What is required: Copy out each of the following entries line for line, without altering anything.

[Items listed in a dataset]

══════════════════════════════

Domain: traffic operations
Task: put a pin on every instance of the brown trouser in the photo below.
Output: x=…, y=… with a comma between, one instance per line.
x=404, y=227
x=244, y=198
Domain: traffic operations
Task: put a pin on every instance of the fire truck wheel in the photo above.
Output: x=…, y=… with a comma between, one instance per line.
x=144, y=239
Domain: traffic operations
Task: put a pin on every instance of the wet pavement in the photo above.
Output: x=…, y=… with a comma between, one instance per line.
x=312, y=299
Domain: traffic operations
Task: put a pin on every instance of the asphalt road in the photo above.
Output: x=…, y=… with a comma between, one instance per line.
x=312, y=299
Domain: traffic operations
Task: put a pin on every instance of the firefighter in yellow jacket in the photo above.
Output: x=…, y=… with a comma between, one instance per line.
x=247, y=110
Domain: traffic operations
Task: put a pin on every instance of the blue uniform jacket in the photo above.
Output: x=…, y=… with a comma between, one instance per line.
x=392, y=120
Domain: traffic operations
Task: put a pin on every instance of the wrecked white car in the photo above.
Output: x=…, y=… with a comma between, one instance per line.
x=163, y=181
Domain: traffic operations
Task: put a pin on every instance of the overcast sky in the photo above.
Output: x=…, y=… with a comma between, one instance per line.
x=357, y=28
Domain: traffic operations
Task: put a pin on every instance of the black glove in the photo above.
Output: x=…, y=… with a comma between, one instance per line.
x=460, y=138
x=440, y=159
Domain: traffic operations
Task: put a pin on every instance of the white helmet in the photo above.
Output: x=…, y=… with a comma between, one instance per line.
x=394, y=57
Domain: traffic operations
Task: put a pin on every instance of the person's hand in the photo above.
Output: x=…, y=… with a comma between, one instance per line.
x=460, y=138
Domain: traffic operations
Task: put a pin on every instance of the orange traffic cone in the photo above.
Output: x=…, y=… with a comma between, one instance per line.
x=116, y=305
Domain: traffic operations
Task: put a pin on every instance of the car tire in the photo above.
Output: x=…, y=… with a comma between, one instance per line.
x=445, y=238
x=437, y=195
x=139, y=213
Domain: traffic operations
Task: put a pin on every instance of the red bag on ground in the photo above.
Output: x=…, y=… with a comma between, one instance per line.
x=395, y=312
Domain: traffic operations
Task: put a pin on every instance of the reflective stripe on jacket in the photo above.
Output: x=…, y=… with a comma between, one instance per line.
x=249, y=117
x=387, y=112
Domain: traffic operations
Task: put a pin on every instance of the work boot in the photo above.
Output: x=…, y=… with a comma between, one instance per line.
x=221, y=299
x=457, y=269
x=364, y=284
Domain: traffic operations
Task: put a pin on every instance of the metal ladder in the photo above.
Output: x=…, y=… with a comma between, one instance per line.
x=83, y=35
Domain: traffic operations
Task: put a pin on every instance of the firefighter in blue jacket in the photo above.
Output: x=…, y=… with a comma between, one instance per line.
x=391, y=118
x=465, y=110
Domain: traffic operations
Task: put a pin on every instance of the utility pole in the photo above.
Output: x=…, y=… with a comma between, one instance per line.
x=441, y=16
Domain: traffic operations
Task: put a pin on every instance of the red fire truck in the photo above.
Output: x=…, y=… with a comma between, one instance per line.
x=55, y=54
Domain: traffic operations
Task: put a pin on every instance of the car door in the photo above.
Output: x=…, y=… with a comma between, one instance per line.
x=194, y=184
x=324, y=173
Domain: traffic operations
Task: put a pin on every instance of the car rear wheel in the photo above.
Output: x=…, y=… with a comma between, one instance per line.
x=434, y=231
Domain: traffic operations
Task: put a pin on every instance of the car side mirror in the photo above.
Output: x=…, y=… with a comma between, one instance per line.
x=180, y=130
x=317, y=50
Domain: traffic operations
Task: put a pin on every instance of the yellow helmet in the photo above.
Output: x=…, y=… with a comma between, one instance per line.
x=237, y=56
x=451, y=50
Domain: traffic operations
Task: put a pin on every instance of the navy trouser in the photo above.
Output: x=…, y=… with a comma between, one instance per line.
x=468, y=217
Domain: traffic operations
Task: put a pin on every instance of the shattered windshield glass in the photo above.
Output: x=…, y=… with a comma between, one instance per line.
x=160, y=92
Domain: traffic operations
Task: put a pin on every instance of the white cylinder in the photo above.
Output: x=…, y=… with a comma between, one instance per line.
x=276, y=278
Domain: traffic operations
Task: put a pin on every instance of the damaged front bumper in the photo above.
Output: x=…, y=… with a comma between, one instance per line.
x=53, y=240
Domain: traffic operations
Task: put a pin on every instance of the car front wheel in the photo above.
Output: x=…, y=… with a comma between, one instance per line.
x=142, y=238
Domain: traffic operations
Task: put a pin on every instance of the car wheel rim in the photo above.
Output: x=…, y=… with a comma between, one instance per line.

══════════════════════════════

The response:
Domain: traffic operations
Task: put a pin on every instance of the brown trouser in the photo below.
Output: x=…, y=… with a comma between, one instance per line.
x=404, y=227
x=244, y=198
Domain: traffic operations
Task: put a pin on every instance of the fire truck wheel in the photo above.
Output: x=…, y=… with a comma between, one instance per line.
x=144, y=239
Domain: traffic operations
Task: put a pin on every instance of the wet pavement in the photo above.
Output: x=…, y=… with a comma between, one instance per line.
x=312, y=299
Domain: traffic operations
Task: put a pin on every instance of the asphalt road in the photo above.
Output: x=…, y=… with a comma between, one instance per line.
x=312, y=299
Domain: traffic operations
Task: put a pin on every instance of the firefighter in yellow jacket in the photo above.
Output: x=…, y=… with a comma between, one instance per line.
x=247, y=110
Domain: traffic operations
Task: put a pin on every instance of the blue uniform jacket in the photo above.
Output: x=…, y=… with a comma between, one instance per line.
x=392, y=120
Domain: traffic operations
Task: put a pin on every instance of the wrecked white car in the photo above.
Output: x=…, y=… with a comma between, one instance per line.
x=163, y=181
Domain: traffic operations
Task: put a pin on every instance of the overcast sky in the photo above.
Output: x=…, y=… with a comma between, one instance per line.
x=357, y=28
Domain: traffic operations
Task: put a pin on every instance of the black glove in the photo above.
Output: x=…, y=… with a comma between, one instance per line.
x=460, y=138
x=440, y=159
Domain: traffic operations
Task: put a pin on every instance of the white helmet in the photo above.
Output: x=…, y=… with a comma between, one instance per line.
x=394, y=57
Domain: traffic operations
Task: put a pin on every instance of the person's hand in the photo above.
Output: x=…, y=… with a comma between, one instance per line.
x=460, y=138
Domain: traffic operations
Task: put a pin on every instance of the orange traffic cone in the photo above.
Output: x=…, y=… with a comma between, one instance per line.
x=116, y=305
Domain: traffic operations
Task: put a pin on every instance of the car tire in the photo above.
Output: x=…, y=… with a comma between, one instance per line.
x=445, y=238
x=437, y=195
x=139, y=213
Domain: traffic operations
Task: put a pin on every instance of the red bag on ground in the photo above.
Output: x=…, y=… with a comma between, one instance per line.
x=395, y=312
Domain: traffic operations
Task: put a pin on every instance of the reflective stripe on jacket in the photo above.
Output: x=…, y=… with a comma between, one instance per line.
x=249, y=117
x=387, y=112
Domain: traffic operations
Task: put a pin on every instance of the work boot in the photo above.
Output: x=…, y=… with a comma between, one instance per line.
x=221, y=299
x=457, y=269
x=364, y=284
Domain: traffic operations
Task: put a pin on every instance of the metal ladder in the photo above.
Output: x=…, y=… with a comma between, one instance per line.
x=83, y=35
Domain: traffic operations
Task: put a pin on every instance of the firefighter in blue jacket in the photo above.
Output: x=…, y=… with a comma between, one instance per line.
x=391, y=118
x=465, y=110
Domain: traffic operations
Task: put a pin on every instance of the utility pole in the photo above.
Output: x=…, y=… with a comma between, one instance per line.
x=441, y=16
Domain: traffic operations
Task: put a pin on every instance of the red fire truck in the photo above.
Output: x=…, y=… with a comma between, one instance per line.
x=55, y=54
Domain: traffic operations
Task: put a pin on every instance of the car door in the photo above.
Output: x=…, y=… with a comma between, one instance per line.
x=194, y=184
x=324, y=173
Domain: traffic operations
Task: put a pin on every instance of the car rear wheel in the photo above.
Output: x=…, y=… with a comma between, one instance per line.
x=434, y=231
Domain: traffic operations
Task: put a pin on every instance of the car side mirror in the photo above.
Output: x=…, y=… with a comma between, one instance per line.
x=180, y=130
x=317, y=50
Domain: traffic operations
Task: put a pin on every instance of the yellow helmet in the photo above.
Output: x=…, y=… with a comma between, one instance per line.
x=237, y=56
x=451, y=50
Domain: traffic operations
Task: put a pin on every instance of the navy trouser in the photo above.
Output: x=…, y=… with a comma between, one instance per line.
x=468, y=217
Domain: traffic operations
Task: put a pin on every instance of the shattered windshield glass in the photo above.
Output: x=…, y=… with a comma between, one instance per line.
x=160, y=92
Domain: traffic operations
Task: put a pin on every instance of the white cylinder in the photo above.
Output: x=…, y=… with a comma between, one instance per line.
x=276, y=278
Domain: traffic operations
Task: put a pin on every instance of the damaged front bumper in the photo above.
Output: x=…, y=… with a comma between, one instance per line.
x=53, y=240
Domain: traffic operations
Task: put a pin on every instance of the car front wheel in the photo above.
Output: x=…, y=… with a comma between, one instance per line.
x=142, y=238
Domain: traffic operations
Task: put a pin on every instance of the car wheel rim in the photo above.
Output: x=…, y=… with a comma between, one instance per line.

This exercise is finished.